## DIRECTIONS FOR THIS TASK
Find every row below that contains the string "instance" (case-sensitive) and copy each of those rows in full.

## PROVIDED INFORMATION

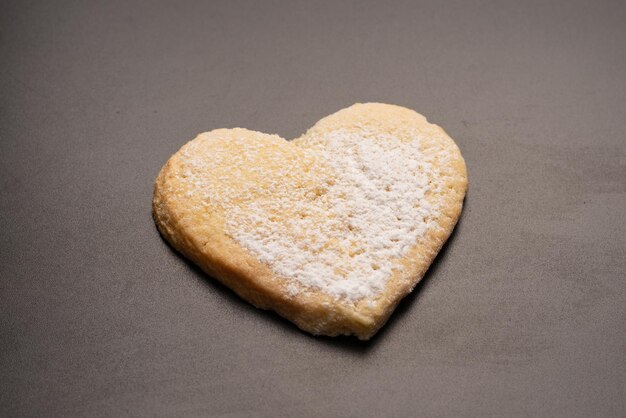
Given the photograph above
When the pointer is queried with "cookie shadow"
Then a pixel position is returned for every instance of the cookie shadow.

--

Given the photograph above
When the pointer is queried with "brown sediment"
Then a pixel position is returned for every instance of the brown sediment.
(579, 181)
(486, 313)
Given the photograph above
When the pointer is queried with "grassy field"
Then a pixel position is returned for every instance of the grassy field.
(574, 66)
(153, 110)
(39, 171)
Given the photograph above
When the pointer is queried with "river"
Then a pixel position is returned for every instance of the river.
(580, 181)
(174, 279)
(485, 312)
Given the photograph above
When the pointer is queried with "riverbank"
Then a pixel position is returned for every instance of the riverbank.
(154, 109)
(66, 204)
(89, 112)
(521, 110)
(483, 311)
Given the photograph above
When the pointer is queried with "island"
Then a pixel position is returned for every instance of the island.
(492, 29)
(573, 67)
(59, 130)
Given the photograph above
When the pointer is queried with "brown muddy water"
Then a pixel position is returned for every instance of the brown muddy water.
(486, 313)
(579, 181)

## OUTPUT
Then a pixel position is returned for every instance of the cookie shadow.
Then a pixel position is returned for every instance of the brown sediment.
Then a pixel position is returned for every instance of the grassy field.
Then a pixel position is returned for every instance of the river.
Then a pixel position is returned for every instance of the riverbank.
Then a pixel position is returned for every instance of the island.
Then a pixel position is returned for every instance of the brown muddy water.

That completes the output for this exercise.